§ **REQUIRED WORK**
1. In the court opinion excerpt, copy out everything from "A majority of" down to "dissenting in part.", changing "petition for rehearing" to "motion for reconsideration".
2. Carry the court opinion excerpt further, picking up right after its last sentence.

§ **QUOTED PASSAGE**
Rhoades’ reliance on the conclusion of the district court that the increased value of MS&R was attributable to his own special efforts and that, therefore, Rochez was not entitled to recover the amount of Rhoades’ profits has been considered and rejected in the December 21, 1973, opinion, supra at p. 412.
A majority of the above panel votes to deny the petition for rehearing and joins in this opinion. Circuit Judge HASTIE has no objection to this opinion, but adheres to the views expressed in his December 21, 1973, opinion dissenting in part.
. One of the plaintiffs admitted that shortly after the sale he believed “he had been taken,” while the other plaintiff testified that at Thanksgiving or Christmas of 1959 he had been told that the company “had plans to go public and that the stock was worth a lot of money more than I had received for it.” 412 F.2d at 574.
. This interpretation of the purpose of the limitation of damages in Baumel does not conflict with the court’s fixing, as the cut-off point for evaluating plaintiffs’ prior interest, the time they learned or should have learned of the fraud. It might be argued that it would be more consistent with the goal of discouraging unreasonable delays in commencing suits to set as the time limit the point at which the delay became unreasonable. However, such a rule would burden the courts with the necessity of determining when that point occurred, and such determination would tend to be somewhat arbitrary. Moreover, even if the courts were to establish a definite length of time as a standard for deciding this unreasonable delay issue, such a rule would encourage delays within the time span determined to be reasonable.
. It is irrelevant that in January 1968, Rochez received an offer from Rhoades through an intermediary to sell all of the stock of MS&R back to him at the same price which Rhoades had paid and that this offer was rejected. Nothing in the record indicates that as of January 1968 Rochez was aware of the negotiations between Rhoades and Simmonds and Rhoades and Carus.

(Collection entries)
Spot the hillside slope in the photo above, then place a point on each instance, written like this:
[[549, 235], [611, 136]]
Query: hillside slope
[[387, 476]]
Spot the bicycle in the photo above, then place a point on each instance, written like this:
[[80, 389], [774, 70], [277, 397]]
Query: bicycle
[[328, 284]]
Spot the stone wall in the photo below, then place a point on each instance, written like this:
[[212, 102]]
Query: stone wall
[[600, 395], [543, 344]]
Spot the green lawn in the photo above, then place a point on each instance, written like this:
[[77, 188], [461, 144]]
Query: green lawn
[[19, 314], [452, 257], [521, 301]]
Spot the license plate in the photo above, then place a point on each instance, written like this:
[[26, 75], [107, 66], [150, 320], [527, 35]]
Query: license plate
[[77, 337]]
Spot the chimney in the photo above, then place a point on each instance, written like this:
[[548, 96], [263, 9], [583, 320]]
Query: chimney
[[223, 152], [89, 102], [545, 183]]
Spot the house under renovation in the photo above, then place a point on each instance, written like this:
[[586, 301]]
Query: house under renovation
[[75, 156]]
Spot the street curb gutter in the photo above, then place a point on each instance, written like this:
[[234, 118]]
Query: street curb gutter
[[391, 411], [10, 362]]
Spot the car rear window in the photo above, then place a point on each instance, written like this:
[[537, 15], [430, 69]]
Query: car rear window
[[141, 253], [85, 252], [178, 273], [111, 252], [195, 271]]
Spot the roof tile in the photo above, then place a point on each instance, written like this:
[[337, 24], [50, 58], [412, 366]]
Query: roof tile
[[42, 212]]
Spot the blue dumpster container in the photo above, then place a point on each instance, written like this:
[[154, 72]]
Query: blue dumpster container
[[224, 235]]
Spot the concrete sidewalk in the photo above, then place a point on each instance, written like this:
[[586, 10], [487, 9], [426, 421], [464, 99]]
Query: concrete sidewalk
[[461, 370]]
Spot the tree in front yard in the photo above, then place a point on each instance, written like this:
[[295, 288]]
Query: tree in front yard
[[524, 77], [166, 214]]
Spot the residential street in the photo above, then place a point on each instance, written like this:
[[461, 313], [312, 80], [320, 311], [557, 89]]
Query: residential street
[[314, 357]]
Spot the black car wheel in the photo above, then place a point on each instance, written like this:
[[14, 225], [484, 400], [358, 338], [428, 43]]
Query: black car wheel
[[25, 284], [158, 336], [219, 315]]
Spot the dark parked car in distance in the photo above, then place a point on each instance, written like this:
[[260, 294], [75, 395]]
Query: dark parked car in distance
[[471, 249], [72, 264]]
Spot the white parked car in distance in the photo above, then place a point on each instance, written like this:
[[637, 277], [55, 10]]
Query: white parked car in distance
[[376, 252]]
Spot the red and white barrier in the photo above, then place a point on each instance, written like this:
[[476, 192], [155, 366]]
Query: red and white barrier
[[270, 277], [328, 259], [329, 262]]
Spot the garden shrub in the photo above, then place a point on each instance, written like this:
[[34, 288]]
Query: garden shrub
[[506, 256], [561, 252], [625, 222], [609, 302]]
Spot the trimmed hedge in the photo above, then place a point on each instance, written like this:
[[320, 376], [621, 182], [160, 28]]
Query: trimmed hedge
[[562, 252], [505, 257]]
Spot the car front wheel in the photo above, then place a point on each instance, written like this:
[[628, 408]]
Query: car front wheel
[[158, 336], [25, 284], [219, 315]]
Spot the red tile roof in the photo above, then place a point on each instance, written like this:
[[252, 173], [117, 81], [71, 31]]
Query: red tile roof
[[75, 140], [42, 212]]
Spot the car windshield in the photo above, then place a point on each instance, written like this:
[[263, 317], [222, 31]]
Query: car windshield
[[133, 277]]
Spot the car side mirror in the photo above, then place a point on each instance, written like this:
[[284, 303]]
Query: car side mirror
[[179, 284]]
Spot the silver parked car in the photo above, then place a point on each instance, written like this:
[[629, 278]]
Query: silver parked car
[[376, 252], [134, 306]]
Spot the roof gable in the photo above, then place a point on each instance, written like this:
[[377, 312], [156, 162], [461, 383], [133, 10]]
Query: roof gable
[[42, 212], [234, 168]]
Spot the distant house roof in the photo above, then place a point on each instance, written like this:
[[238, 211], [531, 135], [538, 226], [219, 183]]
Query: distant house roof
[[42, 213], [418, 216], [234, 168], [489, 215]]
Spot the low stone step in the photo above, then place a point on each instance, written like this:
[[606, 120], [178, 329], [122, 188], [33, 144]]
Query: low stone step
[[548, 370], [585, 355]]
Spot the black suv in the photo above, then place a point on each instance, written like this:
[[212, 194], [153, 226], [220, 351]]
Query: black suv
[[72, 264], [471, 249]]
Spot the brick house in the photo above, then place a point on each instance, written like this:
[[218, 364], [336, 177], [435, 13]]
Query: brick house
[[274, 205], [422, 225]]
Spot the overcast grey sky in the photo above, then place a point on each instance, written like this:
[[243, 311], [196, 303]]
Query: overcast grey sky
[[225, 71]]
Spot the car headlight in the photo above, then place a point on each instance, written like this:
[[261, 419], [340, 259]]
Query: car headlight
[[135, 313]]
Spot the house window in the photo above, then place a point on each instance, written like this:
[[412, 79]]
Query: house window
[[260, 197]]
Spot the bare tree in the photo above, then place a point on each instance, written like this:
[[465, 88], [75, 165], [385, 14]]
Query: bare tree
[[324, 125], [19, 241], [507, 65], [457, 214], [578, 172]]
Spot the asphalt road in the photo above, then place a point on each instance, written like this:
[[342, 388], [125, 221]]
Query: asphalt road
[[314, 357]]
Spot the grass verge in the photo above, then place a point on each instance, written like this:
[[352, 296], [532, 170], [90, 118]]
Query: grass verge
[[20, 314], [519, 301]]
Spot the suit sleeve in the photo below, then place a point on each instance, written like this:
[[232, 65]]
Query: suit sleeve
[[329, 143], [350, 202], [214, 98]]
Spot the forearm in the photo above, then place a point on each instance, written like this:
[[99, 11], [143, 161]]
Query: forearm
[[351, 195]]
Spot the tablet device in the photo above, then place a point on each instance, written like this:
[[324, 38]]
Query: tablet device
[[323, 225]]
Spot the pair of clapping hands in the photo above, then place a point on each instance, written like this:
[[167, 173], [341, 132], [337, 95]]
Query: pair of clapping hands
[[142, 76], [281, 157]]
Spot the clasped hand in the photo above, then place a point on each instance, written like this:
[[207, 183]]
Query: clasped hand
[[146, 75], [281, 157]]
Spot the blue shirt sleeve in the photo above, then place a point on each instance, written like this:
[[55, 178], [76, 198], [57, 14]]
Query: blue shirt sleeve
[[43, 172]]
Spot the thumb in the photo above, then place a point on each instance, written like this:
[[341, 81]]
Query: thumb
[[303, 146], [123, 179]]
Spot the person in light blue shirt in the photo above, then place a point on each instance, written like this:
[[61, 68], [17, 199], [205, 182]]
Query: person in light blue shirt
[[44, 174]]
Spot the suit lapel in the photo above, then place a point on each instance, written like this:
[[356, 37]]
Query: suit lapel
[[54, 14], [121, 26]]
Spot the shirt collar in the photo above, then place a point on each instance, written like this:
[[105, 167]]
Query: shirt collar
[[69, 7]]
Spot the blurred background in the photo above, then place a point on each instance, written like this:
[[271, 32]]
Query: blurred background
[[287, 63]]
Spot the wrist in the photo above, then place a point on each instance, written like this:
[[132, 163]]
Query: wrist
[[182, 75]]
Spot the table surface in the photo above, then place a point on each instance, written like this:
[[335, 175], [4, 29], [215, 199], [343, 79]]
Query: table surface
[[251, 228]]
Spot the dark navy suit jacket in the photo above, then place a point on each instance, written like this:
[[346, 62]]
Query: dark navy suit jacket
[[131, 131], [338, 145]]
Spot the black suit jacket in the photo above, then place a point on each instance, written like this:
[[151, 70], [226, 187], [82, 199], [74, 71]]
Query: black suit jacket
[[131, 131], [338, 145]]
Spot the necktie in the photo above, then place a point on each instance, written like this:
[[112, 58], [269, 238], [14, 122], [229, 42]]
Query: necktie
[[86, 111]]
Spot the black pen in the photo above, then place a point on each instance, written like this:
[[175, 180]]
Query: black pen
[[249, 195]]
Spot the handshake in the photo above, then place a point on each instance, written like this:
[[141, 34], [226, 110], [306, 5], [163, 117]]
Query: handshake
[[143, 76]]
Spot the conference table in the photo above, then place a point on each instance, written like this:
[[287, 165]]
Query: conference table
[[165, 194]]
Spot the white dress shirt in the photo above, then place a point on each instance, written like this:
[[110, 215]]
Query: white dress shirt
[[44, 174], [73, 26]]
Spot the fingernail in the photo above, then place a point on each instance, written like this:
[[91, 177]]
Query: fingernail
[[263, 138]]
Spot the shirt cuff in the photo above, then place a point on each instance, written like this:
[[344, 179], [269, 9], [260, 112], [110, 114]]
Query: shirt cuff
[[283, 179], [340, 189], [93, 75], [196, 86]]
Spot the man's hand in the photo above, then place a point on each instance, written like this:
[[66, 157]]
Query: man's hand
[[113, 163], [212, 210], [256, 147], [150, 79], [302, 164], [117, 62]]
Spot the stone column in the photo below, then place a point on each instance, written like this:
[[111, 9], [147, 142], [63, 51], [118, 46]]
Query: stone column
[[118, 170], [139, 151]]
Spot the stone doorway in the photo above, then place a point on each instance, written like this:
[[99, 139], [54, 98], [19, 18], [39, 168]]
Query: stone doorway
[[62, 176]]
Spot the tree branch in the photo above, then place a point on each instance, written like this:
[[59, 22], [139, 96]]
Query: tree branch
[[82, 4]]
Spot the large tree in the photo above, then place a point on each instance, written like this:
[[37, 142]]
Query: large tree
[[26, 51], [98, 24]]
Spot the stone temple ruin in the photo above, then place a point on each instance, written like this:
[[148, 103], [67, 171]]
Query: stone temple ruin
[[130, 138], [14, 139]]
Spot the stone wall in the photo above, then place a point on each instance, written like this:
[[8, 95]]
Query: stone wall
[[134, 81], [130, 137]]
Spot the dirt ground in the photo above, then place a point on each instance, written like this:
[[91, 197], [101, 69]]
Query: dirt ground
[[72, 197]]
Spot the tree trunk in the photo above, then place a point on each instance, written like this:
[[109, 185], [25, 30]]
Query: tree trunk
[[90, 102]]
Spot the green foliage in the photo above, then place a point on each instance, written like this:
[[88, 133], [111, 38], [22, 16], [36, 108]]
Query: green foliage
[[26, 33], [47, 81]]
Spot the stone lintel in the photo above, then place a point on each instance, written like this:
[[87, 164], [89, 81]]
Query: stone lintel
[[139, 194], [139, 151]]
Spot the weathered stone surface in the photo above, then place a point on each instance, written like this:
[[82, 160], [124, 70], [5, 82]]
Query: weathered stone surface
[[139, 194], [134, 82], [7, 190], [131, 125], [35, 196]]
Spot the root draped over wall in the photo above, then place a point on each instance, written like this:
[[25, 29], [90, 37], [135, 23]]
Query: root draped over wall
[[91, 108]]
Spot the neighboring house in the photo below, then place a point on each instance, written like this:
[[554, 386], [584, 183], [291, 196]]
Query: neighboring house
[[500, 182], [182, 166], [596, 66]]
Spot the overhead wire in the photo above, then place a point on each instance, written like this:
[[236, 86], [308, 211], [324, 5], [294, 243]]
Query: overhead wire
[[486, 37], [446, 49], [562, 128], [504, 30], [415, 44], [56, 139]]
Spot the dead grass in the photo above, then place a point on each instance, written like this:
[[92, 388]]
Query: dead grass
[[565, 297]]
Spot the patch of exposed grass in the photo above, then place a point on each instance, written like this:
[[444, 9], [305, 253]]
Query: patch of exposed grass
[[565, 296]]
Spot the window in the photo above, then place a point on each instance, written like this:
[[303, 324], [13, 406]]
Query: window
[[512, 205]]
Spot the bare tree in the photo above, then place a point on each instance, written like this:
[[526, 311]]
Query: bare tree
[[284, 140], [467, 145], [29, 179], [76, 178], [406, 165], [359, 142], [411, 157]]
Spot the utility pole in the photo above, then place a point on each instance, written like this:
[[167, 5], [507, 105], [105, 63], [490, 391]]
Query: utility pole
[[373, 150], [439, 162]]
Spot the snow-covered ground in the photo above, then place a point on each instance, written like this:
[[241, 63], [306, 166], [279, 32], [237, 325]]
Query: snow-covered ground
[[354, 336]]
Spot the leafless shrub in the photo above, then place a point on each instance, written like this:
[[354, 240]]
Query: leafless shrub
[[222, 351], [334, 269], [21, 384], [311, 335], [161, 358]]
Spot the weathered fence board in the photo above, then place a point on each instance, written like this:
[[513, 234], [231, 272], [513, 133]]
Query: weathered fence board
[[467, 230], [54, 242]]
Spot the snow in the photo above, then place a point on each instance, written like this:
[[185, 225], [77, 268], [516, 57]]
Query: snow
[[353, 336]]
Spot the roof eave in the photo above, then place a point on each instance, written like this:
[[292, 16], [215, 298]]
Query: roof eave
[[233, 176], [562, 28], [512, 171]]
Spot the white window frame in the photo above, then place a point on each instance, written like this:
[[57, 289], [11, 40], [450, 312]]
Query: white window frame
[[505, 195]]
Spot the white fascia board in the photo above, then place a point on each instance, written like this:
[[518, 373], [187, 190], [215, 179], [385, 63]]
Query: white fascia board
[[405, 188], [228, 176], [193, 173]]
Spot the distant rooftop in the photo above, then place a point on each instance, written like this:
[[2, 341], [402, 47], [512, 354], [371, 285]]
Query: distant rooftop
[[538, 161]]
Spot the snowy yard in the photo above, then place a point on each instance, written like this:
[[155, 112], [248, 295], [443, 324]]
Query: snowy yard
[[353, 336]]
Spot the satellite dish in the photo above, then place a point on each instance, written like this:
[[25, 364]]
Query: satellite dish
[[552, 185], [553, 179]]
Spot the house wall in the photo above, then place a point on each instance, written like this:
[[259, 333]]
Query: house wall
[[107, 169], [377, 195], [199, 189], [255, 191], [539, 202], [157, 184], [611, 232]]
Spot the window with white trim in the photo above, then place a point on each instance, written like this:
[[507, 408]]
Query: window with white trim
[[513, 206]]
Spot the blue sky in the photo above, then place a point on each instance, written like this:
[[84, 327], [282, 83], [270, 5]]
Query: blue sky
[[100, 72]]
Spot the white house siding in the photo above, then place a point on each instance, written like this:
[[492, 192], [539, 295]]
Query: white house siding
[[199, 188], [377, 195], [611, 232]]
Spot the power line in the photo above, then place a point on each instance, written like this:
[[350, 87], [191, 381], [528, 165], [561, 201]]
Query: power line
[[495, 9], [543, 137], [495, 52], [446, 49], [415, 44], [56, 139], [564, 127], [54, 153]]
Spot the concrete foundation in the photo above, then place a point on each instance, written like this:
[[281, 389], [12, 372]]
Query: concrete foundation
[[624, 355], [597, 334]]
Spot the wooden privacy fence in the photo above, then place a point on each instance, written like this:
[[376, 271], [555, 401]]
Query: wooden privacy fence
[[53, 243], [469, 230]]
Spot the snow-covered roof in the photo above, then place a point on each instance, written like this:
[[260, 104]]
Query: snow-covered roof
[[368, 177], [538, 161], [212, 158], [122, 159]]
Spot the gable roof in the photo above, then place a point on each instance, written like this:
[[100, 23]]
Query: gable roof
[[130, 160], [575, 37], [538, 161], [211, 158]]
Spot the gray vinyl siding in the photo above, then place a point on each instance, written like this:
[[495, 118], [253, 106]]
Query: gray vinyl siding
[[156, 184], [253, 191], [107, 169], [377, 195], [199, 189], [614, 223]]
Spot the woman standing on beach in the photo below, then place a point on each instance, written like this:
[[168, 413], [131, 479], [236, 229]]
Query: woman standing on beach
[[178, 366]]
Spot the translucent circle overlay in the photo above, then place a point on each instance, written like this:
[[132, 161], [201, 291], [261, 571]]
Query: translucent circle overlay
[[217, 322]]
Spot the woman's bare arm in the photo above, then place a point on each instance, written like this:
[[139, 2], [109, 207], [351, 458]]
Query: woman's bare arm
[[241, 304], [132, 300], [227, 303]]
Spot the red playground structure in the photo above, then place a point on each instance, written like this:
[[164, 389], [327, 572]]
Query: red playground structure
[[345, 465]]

§ **PER-TASK OUTPUTS**
1.
A majority of the above panel votes to deny the motion for reconsideration and joins in this opinion. Circuit Judge HASTIE has no objection to this opinion, but adheres to the views expressed in his December 21, 1973, opinion dissenting in part.

2.
. The district court’s finding that the $598,000. that Rochez received for his 50% share in MS&R was the fair market value seems inconsistent with the fact that at the time the agreement of sale was signed on September 16, 1967, Rhoades was already engaged in negotiations with Simmonds that resulted in ' an offer on September 29, 1967, to buy MS&R for roughly $2 million. As one leading scholar has noted :
“There are, of course, difficulties in determining value of securities sold upon material misrepresentation or omission. They are greatest for closely held securities. If there is prompt resale, it provides obvious evidence of ‘true’ value.” A. Bromberg, Securities Law : Fraud, Yol. 3, ¶ 9.1 at p. 228 (1973).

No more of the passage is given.